=== AIM ===
In the listing below, replace every "dot" with "marker" and reproduce all other text unchanged.

···

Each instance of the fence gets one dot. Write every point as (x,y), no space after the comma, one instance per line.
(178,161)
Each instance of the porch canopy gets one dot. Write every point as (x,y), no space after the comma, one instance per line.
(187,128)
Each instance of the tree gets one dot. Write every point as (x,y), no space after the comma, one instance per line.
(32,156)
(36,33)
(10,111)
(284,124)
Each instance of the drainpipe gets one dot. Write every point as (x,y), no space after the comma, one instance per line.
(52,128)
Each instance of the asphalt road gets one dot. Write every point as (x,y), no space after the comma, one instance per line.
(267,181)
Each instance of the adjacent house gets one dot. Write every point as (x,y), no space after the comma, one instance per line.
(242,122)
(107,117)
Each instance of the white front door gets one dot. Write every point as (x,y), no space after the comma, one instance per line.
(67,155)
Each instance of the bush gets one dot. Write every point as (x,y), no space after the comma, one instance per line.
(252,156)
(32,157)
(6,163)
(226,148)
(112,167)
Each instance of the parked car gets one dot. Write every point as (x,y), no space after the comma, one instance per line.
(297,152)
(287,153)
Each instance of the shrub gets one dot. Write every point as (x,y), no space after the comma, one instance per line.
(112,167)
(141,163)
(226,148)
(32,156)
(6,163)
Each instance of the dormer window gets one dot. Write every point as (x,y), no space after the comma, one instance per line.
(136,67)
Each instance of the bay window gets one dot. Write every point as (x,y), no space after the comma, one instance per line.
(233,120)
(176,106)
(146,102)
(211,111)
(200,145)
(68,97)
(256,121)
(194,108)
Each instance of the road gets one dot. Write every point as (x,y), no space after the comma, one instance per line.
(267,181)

···

=== THE OUTPUT ===
Each instance of the fence gets one marker. Write every point as (x,y), no space after the comma, one instance per line.
(178,161)
Each instance of the porch canopy gets one marker. Write every point as (x,y), no space after the comma, one instance per line.
(187,128)
Each instance of the tree gets one marker. Write every point as (x,y), no space after the comma, one instance per line.
(32,156)
(36,33)
(10,111)
(284,124)
Each instance of the drainpipe gets one marker. Write every point as (x,y), no space after the comma, one instance per line.
(52,128)
Each instance of the asphalt road gets one marker. Write every point as (x,y), no space after the comma, one instance per line.
(267,181)
Each instance of the adjacent house gets one marker. Write every point as (x,y), no space after the comma, one instance per line.
(242,122)
(107,117)
Each instance of the white front door gets one marker. Write every point as (x,y), no space after the comma, one instance per line.
(67,155)
Each instance of the bush gets one marker. Write every point as (x,y), no space after the comma, one instance per line.
(252,156)
(32,157)
(6,163)
(226,148)
(112,167)
Each instance of the parked car gets one marker. Write every point as (x,y), no space after the comma, one instance per line.
(297,152)
(287,153)
Each instance of the shrub gets one marker. Write every point as (x,y), no space after the comma, one instance per line.
(112,167)
(141,163)
(226,148)
(32,156)
(6,163)
Each instance of the dormer window gets one marker. Write every point as (x,y), no space after the comma, one instance per line.
(136,67)
Each instance of the bay window gets one marker. Write every point as (x,y), no space after the comma, one instance per line.
(233,120)
(176,106)
(146,102)
(211,111)
(200,145)
(68,97)
(256,121)
(194,108)
Each instance of the road gets one marker. Write every point as (x,y), no space after the comma, one instance per line.
(267,181)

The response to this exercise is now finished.